▸ Set task: Show each line of the items below that contains the string "saree". Matching is case-sensitive.

— START Data extract —

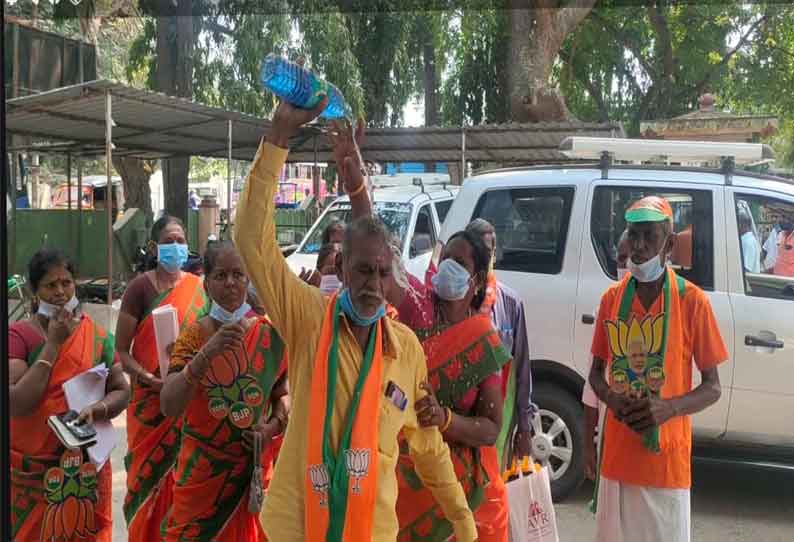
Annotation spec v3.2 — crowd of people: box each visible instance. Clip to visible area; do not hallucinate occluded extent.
[9,96,785,542]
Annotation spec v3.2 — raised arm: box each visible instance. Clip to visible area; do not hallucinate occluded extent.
[234,99,327,347]
[328,119,372,220]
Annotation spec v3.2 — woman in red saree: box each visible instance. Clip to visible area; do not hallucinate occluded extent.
[161,241,288,542]
[8,250,129,542]
[116,215,206,541]
[397,232,510,542]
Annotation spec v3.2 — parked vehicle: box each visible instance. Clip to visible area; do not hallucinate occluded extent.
[287,181,458,279]
[441,138,794,504]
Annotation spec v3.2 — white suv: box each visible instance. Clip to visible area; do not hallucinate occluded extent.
[287,185,459,280]
[442,138,794,498]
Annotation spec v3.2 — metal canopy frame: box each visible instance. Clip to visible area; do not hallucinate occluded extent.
[6,80,625,304]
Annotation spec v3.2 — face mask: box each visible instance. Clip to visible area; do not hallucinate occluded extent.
[157,243,187,273]
[320,275,342,295]
[210,301,251,324]
[431,258,471,301]
[628,246,667,282]
[339,288,386,327]
[36,296,80,318]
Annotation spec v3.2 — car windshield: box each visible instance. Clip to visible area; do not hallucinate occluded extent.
[298,201,411,254]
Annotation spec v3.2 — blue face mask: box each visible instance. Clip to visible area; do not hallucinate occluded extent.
[210,301,251,324]
[339,288,386,327]
[431,258,471,301]
[157,243,187,273]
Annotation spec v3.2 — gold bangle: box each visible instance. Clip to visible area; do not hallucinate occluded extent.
[347,181,367,198]
[439,407,452,433]
[182,363,196,386]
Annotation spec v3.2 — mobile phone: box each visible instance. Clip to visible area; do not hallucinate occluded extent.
[58,410,96,440]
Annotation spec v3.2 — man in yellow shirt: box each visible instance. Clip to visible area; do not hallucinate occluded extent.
[235,102,477,542]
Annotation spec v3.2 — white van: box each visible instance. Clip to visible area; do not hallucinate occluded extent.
[287,182,459,280]
[442,138,794,498]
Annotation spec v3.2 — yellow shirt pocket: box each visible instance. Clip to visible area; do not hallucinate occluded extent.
[378,397,405,457]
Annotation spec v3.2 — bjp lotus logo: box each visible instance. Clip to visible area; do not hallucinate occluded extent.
[606,314,664,398]
[345,449,369,495]
[309,464,331,506]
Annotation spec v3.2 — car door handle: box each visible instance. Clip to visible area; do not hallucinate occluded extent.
[744,335,783,348]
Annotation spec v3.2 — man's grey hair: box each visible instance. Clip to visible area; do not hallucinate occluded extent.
[342,215,392,257]
[466,218,496,237]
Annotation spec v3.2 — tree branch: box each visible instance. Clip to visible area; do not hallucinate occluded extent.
[560,49,609,122]
[678,15,769,97]
[543,0,596,36]
[592,11,656,79]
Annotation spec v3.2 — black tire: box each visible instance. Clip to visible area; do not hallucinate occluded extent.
[532,382,584,502]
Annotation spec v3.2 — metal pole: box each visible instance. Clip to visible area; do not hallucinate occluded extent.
[312,133,318,212]
[105,90,113,308]
[226,119,232,233]
[460,125,466,185]
[66,153,72,211]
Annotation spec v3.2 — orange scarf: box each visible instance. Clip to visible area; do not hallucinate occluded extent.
[304,295,383,542]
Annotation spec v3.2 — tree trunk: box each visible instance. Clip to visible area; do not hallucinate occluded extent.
[421,14,439,173]
[507,0,533,122]
[113,156,154,224]
[155,0,194,221]
[507,0,595,122]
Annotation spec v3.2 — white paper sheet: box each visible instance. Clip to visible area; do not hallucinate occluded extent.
[63,365,118,470]
[152,305,179,380]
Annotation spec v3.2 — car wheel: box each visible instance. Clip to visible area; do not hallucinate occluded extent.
[532,383,584,501]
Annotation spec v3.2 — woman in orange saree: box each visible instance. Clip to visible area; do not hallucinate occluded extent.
[116,215,206,541]
[397,232,510,542]
[8,250,129,542]
[161,241,288,542]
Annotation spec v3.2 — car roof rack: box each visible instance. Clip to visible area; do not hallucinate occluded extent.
[560,136,775,185]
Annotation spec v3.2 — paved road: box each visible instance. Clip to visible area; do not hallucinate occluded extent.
[556,460,794,542]
[112,416,794,542]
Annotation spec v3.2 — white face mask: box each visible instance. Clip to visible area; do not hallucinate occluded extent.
[628,246,667,282]
[431,258,471,301]
[210,301,251,324]
[36,296,80,318]
[320,275,342,295]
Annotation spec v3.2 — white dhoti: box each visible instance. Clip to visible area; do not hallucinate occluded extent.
[596,476,692,542]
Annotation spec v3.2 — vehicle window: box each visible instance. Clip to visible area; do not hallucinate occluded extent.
[436,200,454,225]
[590,186,714,290]
[299,201,411,254]
[735,194,794,300]
[472,187,574,275]
[409,204,436,258]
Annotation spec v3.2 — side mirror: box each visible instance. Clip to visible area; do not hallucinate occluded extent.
[408,233,433,258]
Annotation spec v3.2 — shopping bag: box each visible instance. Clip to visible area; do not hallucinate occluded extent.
[507,467,560,542]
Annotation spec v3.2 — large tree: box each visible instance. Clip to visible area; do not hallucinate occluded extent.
[507,0,596,122]
[556,4,770,135]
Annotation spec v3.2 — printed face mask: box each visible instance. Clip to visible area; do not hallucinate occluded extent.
[432,258,471,301]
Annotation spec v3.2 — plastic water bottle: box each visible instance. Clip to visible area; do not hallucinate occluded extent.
[260,53,353,119]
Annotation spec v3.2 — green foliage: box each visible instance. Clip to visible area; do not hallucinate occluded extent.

— END Data extract —

▸ Response to the task:
Annotation spec v3.2 — woman in red saree: box each visible instance. Clip to visible area; do not hallucinate occluded extent.
Annotation spec v3.2 — woman in orange saree: box each visible instance. Clip to visible area; do not hallucinate occluded extent.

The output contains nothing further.